Requirement: The task requires restating, word for word, the lines of the entries below from the one containing "of the tree;" through the final one, both included.

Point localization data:
--- START ---

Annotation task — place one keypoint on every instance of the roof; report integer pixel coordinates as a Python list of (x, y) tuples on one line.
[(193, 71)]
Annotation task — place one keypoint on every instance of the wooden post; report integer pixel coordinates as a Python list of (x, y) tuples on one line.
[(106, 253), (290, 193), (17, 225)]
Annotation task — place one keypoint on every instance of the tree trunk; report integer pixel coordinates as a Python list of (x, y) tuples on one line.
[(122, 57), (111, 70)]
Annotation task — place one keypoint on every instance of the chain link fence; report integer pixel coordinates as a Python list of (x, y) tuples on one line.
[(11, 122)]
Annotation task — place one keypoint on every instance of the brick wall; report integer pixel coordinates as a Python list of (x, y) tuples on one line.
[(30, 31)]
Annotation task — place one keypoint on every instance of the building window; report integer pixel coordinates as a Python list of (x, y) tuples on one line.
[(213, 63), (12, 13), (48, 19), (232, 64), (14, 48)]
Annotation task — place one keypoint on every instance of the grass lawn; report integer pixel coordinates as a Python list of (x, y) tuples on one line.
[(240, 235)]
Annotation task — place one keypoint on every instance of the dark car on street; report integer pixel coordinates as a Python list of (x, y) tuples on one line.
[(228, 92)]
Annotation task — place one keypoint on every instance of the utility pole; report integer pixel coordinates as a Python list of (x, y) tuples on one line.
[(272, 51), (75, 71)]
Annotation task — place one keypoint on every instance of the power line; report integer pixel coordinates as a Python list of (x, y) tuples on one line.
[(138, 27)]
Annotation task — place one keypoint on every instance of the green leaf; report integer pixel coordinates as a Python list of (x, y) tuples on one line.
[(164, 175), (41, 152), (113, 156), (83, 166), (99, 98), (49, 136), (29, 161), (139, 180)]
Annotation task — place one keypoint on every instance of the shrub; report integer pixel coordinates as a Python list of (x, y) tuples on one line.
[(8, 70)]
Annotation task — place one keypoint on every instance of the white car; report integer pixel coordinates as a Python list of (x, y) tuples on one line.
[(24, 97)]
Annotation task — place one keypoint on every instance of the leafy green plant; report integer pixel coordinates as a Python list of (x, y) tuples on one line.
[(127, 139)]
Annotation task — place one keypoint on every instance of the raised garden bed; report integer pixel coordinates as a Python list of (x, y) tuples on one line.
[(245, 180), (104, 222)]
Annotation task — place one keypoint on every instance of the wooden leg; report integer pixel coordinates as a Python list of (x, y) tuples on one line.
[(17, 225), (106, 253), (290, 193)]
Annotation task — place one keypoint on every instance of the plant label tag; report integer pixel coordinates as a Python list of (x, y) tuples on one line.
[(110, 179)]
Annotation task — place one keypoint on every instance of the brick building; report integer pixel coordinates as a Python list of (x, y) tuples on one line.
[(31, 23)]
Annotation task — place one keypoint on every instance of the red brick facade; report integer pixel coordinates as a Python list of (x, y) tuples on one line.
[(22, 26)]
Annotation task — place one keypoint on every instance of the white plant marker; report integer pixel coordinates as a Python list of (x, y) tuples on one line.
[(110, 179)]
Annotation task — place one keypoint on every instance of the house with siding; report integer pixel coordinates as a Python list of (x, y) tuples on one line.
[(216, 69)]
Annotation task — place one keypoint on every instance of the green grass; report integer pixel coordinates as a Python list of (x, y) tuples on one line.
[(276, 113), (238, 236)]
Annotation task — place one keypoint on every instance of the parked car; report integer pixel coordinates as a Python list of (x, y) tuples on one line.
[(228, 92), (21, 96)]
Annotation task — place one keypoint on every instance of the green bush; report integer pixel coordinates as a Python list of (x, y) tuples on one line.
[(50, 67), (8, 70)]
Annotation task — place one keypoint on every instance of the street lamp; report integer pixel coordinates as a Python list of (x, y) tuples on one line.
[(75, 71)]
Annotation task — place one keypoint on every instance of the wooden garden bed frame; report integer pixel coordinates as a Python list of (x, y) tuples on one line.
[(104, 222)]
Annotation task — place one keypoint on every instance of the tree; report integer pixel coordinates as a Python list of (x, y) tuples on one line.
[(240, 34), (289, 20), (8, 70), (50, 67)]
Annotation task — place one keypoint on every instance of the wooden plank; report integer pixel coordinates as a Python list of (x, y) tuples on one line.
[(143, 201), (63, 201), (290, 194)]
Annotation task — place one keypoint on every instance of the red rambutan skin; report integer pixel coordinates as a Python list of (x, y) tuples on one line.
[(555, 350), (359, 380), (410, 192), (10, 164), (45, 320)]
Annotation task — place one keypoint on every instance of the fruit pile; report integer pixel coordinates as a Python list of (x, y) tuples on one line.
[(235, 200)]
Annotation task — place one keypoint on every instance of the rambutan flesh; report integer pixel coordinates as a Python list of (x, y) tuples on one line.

--- END ---

Solution to this exercise:
Annotation task — place one keypoint on every instance of the tree; report integer pixel coordinates as a Python list of (x, y) tuples on one line.
[(240, 34), (289, 20), (8, 70), (50, 67)]
Annotation task — place one keypoint on every instance of the wooden plank; report integer pixel coordinates as a Python list of (x, y) tuples on one line.
[(143, 201), (63, 201), (290, 194)]
Annotation task — place one keypoint on every instance of the red rambutan skin; report integer pixel coordinates as a Python list of (x, y) tuples on one line.
[(555, 350), (359, 380), (410, 192), (10, 164), (45, 320)]
Annotation task — place one keypoint on every instance of the fruit pile; report integer pixel coordinates as a Python list of (x, y) tuples on one line.
[(235, 200)]
Annotation task — place one keypoint on every instance of the rambutan flesh; report integer pixel coordinates as a Python list of (x, y) tuples on one line.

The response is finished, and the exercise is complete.